• _Data rows_:
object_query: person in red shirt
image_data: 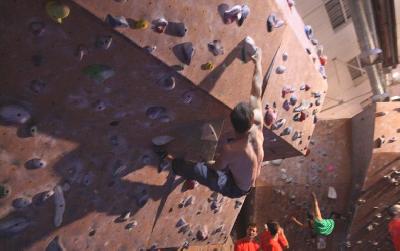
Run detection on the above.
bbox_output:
[260,221,289,251]
[388,204,400,251]
[235,223,260,251]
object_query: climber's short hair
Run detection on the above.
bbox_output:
[267,221,280,236]
[231,102,254,133]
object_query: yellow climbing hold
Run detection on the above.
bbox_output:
[201,62,214,71]
[133,19,149,30]
[46,1,70,24]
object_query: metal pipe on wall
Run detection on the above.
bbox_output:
[348,0,386,95]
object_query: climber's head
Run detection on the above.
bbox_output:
[231,102,254,134]
[246,223,257,239]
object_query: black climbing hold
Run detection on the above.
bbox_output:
[165,22,188,37]
[95,36,112,50]
[0,184,11,199]
[208,40,224,56]
[25,158,47,169]
[106,14,129,28]
[172,42,195,65]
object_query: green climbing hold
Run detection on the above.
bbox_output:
[0,184,11,199]
[83,64,115,84]
[46,1,70,24]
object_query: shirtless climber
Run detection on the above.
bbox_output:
[172,48,264,198]
[292,193,335,236]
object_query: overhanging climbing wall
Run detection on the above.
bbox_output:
[71,0,327,160]
[252,119,351,250]
[0,0,326,250]
[349,102,400,250]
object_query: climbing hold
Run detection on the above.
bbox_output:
[45,236,65,251]
[182,91,194,104]
[46,1,70,24]
[235,200,243,209]
[311,38,319,46]
[293,100,310,112]
[29,79,47,94]
[207,40,224,56]
[319,55,328,66]
[242,36,258,62]
[282,86,296,98]
[54,185,65,227]
[76,44,89,61]
[290,94,297,106]
[25,158,47,169]
[276,65,286,74]
[144,45,157,53]
[183,196,195,207]
[157,76,175,91]
[264,107,278,126]
[132,19,149,30]
[12,198,32,209]
[328,186,337,200]
[315,98,321,106]
[271,119,286,130]
[0,217,31,237]
[224,5,250,26]
[319,65,327,79]
[375,136,386,148]
[282,99,290,111]
[282,52,289,61]
[95,35,112,50]
[82,64,115,84]
[146,106,167,120]
[175,218,187,228]
[200,123,218,142]
[29,21,45,36]
[151,18,168,33]
[304,25,314,39]
[158,159,171,173]
[125,220,138,231]
[0,184,11,199]
[105,14,129,28]
[201,62,214,71]
[0,105,31,124]
[292,131,301,141]
[287,0,296,8]
[196,226,208,241]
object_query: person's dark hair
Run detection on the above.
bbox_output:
[231,102,254,133]
[267,221,280,236]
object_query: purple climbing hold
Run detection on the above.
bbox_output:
[304,25,314,39]
[289,94,297,106]
[224,5,250,26]
[282,99,290,111]
[208,40,224,56]
[106,14,129,28]
[151,17,168,33]
[0,105,31,124]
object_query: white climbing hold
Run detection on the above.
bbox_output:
[0,105,31,124]
[276,65,286,74]
[328,186,337,200]
[151,135,175,146]
[54,185,65,227]
[200,123,218,142]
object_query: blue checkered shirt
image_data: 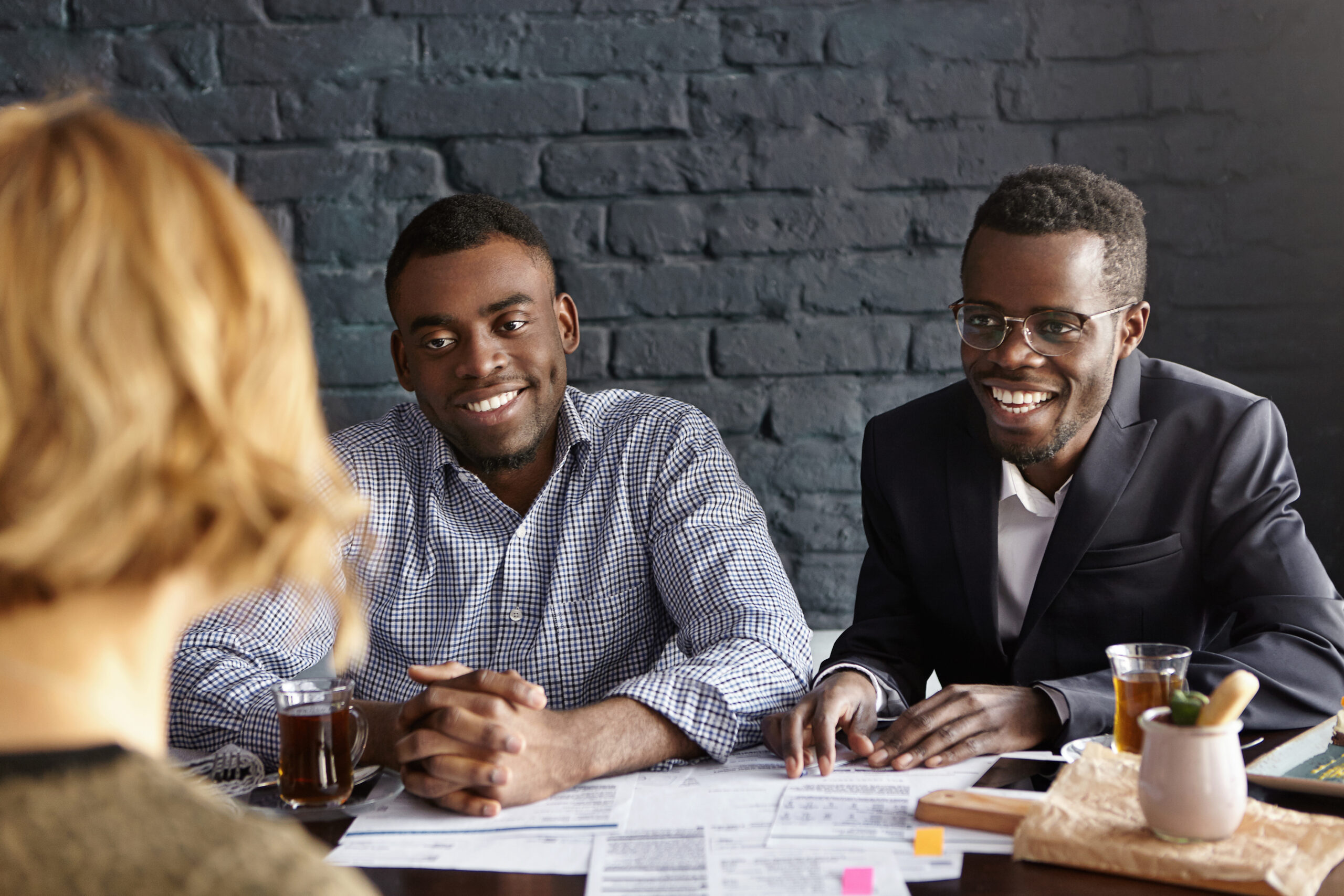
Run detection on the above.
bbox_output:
[170,388,812,766]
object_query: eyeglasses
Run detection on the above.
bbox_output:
[948,300,1138,357]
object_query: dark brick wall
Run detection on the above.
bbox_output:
[0,0,1344,626]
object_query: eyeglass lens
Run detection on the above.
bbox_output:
[957,305,1083,356]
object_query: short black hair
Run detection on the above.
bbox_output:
[383,194,555,307]
[961,165,1148,302]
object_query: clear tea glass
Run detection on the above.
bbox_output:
[270,678,368,809]
[1106,644,1191,752]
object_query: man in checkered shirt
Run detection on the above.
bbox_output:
[171,196,812,815]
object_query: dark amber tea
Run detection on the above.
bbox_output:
[279,704,353,807]
[1110,672,1185,752]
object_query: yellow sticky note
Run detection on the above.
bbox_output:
[915,827,942,856]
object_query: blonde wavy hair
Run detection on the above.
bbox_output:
[0,97,363,656]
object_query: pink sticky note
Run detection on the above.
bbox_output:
[840,868,872,896]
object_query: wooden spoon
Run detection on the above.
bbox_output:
[1195,669,1259,725]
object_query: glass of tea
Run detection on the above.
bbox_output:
[270,678,368,809]
[1106,644,1190,752]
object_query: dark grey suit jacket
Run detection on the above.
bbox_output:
[823,352,1344,743]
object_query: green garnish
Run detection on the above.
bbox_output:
[1172,690,1208,725]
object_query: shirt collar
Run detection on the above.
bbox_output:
[417,387,593,481]
[999,461,1074,517]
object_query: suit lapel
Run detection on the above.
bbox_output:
[1017,352,1157,645]
[946,387,1006,662]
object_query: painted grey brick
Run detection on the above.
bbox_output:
[607,200,706,258]
[710,195,911,255]
[564,329,612,383]
[1059,123,1167,180]
[322,385,415,433]
[376,146,447,199]
[298,203,396,265]
[770,494,868,552]
[793,553,863,629]
[1144,0,1285,52]
[277,83,377,140]
[313,324,396,385]
[423,16,523,77]
[789,250,961,317]
[612,322,710,379]
[1032,0,1145,59]
[379,81,583,137]
[561,262,790,319]
[116,28,219,89]
[239,146,382,202]
[113,87,279,144]
[374,0,574,16]
[713,315,910,376]
[449,140,542,196]
[583,75,691,132]
[521,203,605,260]
[723,9,826,66]
[826,2,1027,66]
[910,189,985,246]
[771,437,862,496]
[300,265,393,326]
[219,19,417,85]
[196,146,238,180]
[887,62,998,120]
[910,314,962,373]
[751,128,867,189]
[0,0,65,28]
[770,376,866,440]
[519,14,723,75]
[1000,62,1148,121]
[72,0,262,28]
[542,141,750,196]
[0,29,117,98]
[265,0,368,19]
[859,371,967,419]
[689,69,890,134]
[656,380,769,435]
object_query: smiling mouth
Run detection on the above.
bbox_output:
[463,389,523,414]
[985,385,1055,414]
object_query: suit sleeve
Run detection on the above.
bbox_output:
[1044,399,1344,739]
[1190,399,1344,728]
[821,422,933,715]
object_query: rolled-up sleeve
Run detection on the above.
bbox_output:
[610,408,812,762]
[168,587,336,769]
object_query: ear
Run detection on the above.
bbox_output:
[393,329,415,392]
[1119,301,1152,357]
[554,293,579,355]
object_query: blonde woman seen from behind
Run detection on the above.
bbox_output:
[0,98,371,896]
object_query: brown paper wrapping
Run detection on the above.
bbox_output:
[1013,744,1344,896]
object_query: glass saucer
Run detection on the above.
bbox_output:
[246,768,406,822]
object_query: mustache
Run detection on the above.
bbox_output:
[447,373,542,404]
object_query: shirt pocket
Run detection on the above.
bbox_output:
[1075,532,1183,571]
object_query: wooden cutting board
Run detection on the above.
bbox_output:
[915,790,1311,896]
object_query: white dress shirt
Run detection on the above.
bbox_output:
[817,461,1074,721]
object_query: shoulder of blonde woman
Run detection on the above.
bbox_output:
[0,754,375,896]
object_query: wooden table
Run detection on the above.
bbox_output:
[308,728,1344,896]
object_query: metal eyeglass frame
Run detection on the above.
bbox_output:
[948,298,1142,357]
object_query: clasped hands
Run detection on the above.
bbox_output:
[394,662,585,815]
[762,670,1060,778]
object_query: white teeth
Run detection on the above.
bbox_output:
[989,385,1054,414]
[466,389,518,414]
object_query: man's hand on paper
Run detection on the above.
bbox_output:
[761,670,878,778]
[865,685,1060,769]
[396,662,582,815]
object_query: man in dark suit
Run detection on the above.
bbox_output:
[766,165,1344,775]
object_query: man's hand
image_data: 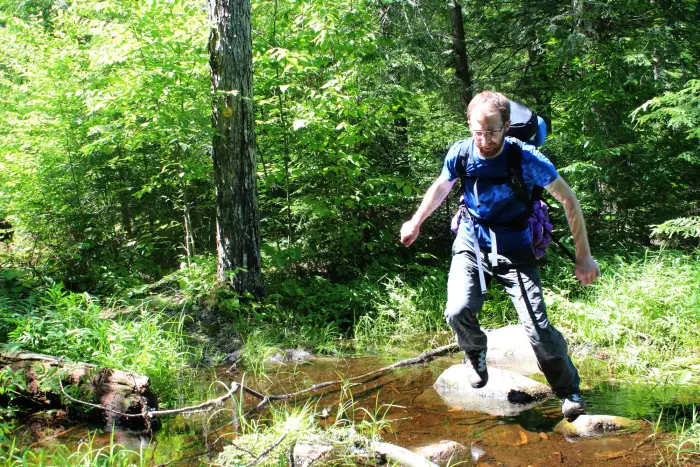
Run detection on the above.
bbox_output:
[401,219,420,246]
[574,255,600,285]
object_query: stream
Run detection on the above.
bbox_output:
[6,355,700,466]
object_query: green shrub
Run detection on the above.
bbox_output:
[0,284,201,405]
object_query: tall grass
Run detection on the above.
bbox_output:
[547,251,700,384]
[0,434,149,467]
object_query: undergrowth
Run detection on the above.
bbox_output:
[0,433,145,467]
[547,251,700,384]
[0,284,200,406]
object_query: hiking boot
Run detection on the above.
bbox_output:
[462,349,489,389]
[561,392,586,422]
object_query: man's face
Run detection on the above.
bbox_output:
[469,108,510,157]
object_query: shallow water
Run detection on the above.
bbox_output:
[6,355,700,466]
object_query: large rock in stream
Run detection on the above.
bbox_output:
[434,364,552,417]
[554,415,640,438]
[411,440,471,467]
[0,352,158,429]
[484,324,540,375]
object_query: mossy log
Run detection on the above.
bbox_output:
[0,352,158,429]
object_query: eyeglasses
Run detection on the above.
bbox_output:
[469,125,505,139]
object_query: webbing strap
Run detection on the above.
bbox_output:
[469,216,486,295]
[489,229,498,272]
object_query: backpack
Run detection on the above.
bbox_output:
[451,100,575,261]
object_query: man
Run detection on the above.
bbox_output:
[401,91,600,419]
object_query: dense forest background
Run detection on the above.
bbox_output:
[0,0,700,331]
[0,0,700,465]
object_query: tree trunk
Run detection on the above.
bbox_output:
[208,0,262,295]
[450,0,473,118]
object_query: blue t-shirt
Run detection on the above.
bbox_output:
[442,136,559,252]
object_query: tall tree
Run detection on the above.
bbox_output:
[208,0,262,295]
[450,0,474,118]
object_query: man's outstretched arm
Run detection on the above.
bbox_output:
[401,175,457,246]
[545,177,600,285]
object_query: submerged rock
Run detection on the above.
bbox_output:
[411,440,469,467]
[292,436,333,467]
[267,349,314,364]
[485,324,539,375]
[434,364,552,416]
[554,415,639,438]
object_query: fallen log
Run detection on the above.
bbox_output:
[0,352,158,429]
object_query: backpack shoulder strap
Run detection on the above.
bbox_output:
[507,142,530,206]
[457,139,472,179]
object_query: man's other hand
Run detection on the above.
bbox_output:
[574,256,600,285]
[401,220,420,246]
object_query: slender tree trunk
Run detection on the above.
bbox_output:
[118,167,132,237]
[208,0,262,296]
[182,181,197,264]
[450,0,474,118]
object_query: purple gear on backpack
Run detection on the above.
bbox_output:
[527,200,552,259]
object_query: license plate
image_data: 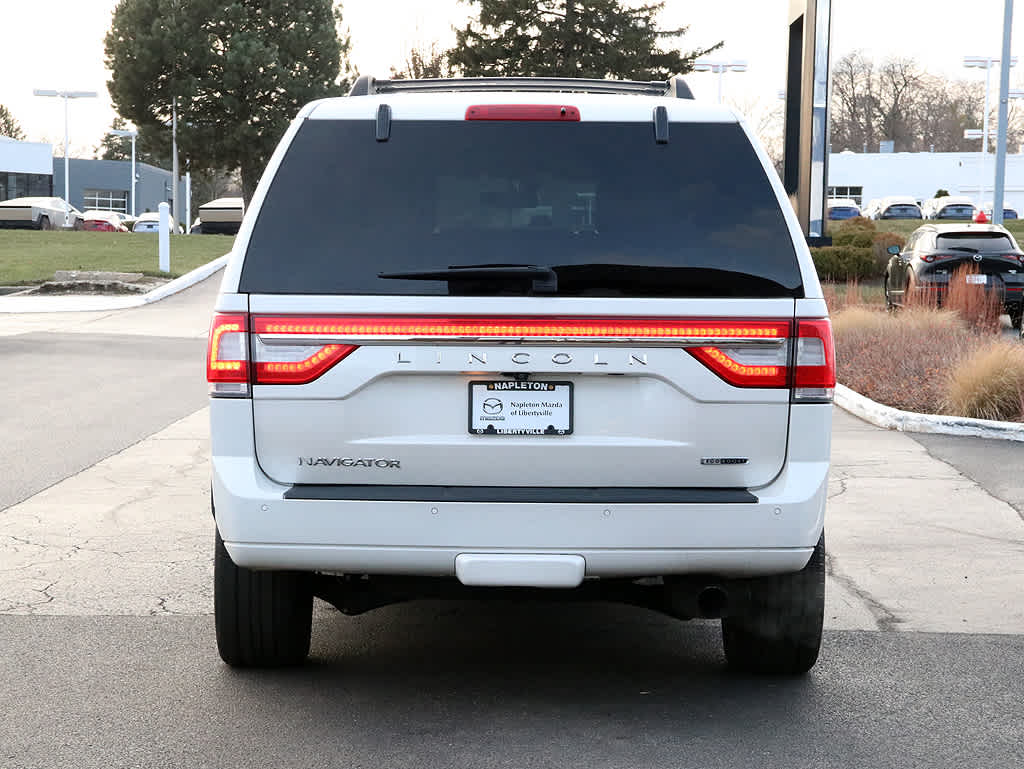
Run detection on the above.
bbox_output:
[469,380,572,435]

• _Task_:
Starting at the line that has "object_query: webbing strap" and ending with the last of the records, write those lines out again with "backpack" swapped for "rucksack" and nothing else altered. Leave the pictures out of your answer.

• _Answer in full_:
object_query: webbing strap
Run detection on the above.
bbox_output:
[469,216,486,295]
[489,229,498,272]
object_query: rucksack
Run detection on the above.
bbox_output:
[451,100,575,261]
object_query: man
Run detection on the above.
bbox_output:
[401,91,600,419]
object_query: dense forest background
Run detection on the above.
bbox_output:
[0,0,700,331]
[0,0,700,465]
object_query: tree trunk
Run detection on the above.
bbox_output:
[208,0,262,295]
[450,0,473,118]
object_query: blue t-shirt
Run detection on the above.
bbox_output:
[442,136,559,252]
object_query: tall tree
Run detection on the above.
bbox_output:
[208,0,262,295]
[450,0,474,118]
object_query: man's outstretched arm
Run detection on the above.
bbox_output:
[401,175,457,246]
[545,177,600,285]
object_query: submerged rock
Run detection on the above.
bbox_output:
[411,440,469,467]
[292,436,333,467]
[267,349,314,364]
[485,324,539,375]
[434,364,552,416]
[554,415,639,438]
object_query: fallen log
Run detection on the above.
bbox_output:
[0,352,158,429]
object_query: rucksack shoulder strap
Run detection on the above.
bbox_output:
[507,142,530,206]
[457,139,472,179]
object_query: man's other hand
Run detection on the above.
bbox_output:
[574,256,600,285]
[401,220,420,246]
object_query: slender tree trunk
Run detection on the above.
bbox_output:
[118,167,132,237]
[208,0,262,296]
[182,181,197,264]
[450,0,474,118]
object_query: purple gear on rucksack
Run detection on the above.
bbox_output:
[527,200,552,259]
object_query: license plate
image_data: 
Run detection on the above.
bbox_output:
[469,380,572,435]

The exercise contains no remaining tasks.